Extract provided =>
[start]

The basic unit of institutional Mormonism is the ward, a local congregation with several hundred members. Mormons are assigned to wards geographically, and boundaries change frequently as the Church grows. Each ward is supervised by a bishop, an adult Mormon male who typically serves for up to five years in that position. Mormons have no paid clergy. As with most "callings" in the Mormon Church, bishops volunteer their services above and beyond their responsibilities at work and at home and receive no special theological training.
Several churchwide auxiliary programs enhance the Mormon experience. The Relief Society, commissioned in 1842 by Joseph Smith, involves all adult Mormon women and provides charitable relief and fellowship to church members. Other auxiliaries include the Primary (a children's organization), and complementary programs for adolescent girls and boys. At the ward level, most Mormons fulfill a calling as a teacher or leader in one of these organizations, service that often consumes many hours a week.
Leaders in Salt Lake City, called General Authorities, oversee the Church's expansion into new regions of the world and communicate doctrine to members. Twice a year the LDS Church holds a General Conference, which is televised via satellite to members all over the world. The president of the Church, whom Mormons revere as a Prophet, Seer, and Revelator, usually addresses the faithful at Conference. Members do not nominate or elect the Church president; generally, church tradition holds that the most senior member of the Quorum of the Twelve Apostles will succeed as the next prophet/president and serve for life.
Globalization and Growth
In the past few decades Mormonism has evolved from a regional American religion to a new world faith. In 1947 Church membership passed the one million mark; exactly half a century later, that number had increased tenfold. One prominent sociologist predicted in 1984 that there would be 265 million Mormons by the year 2080. Thus far growth has exceeded his estimations.
Most of this growth has sprung from the Church's extensive missionary activity in more than 150 nations, with conversion rates especially high in Latin America and Africa. Today there are nearly three times as many convert baptisms as baptisms of members' children. In 1996 the Church passed another institutional milestone: More members now live outside the United States than within its borders. (As recently as the 1960s, 90 percent of Mormons had lived within the United States.)

[end]

Required work =>
1. According to the text on Mormonism, who commissioned the Relief Society, and in what year?
2. Carry the text on Mormonism forward from its final sentence.
The lines further down are separate material, unrelated to the text on Mormonism.

Data provided =>
[start]

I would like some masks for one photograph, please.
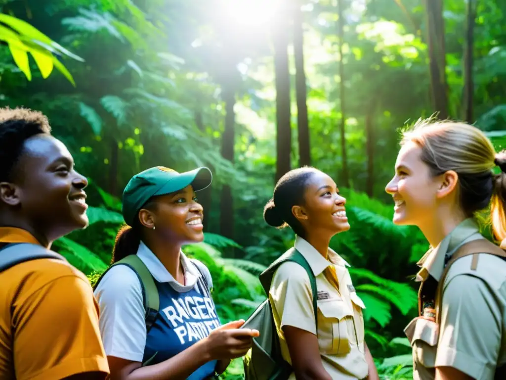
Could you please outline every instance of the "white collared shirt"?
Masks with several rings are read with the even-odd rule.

[end]

Responses for each task =>
1. Joseph Smith, in 1842.

2.
Rapid international expansion has brought new challenges of language barriers, socioeconomic disparity, and occasional doctrinal misunderstandings. Since the 1960s the Church streamlined all of its activities under a massive program called Correlation. Sunday school lessons, instructional handbooks, and Church policies have all been centralized by officials in Salt Lake City. Auxiliary organizations such as the Primary and Relief Society, which had previously controlled their own finances and leadership decisions, now operate under the authority of the priesthood. Correlation seeks to ensure that LDS doctrine and practice will be uniform in every culture where the Church has a presence.
Not all Mormons are happy with Correlation, the Church's emphasis on numerical growth, or its increasingly conservative outlook. The 1970s witnessed some internal dissent because priesthood ordination was denied to male members of African ancestry; President Spencer Kimball reversed this policy by revelation in June 1978. Since the 1970s as well there has been an emerging feminist voice within the LDS Church. Many women are disturbed by the Church's refusal to grant them priesthood authority. LDS leaders have not hesitated to discipline those who question its policies, especially concerning gender roles. Of the six Mormons who were excommunicated or disfellowshiped in the well-publicized "purge" of September 1993, five had written about women and the priesthood.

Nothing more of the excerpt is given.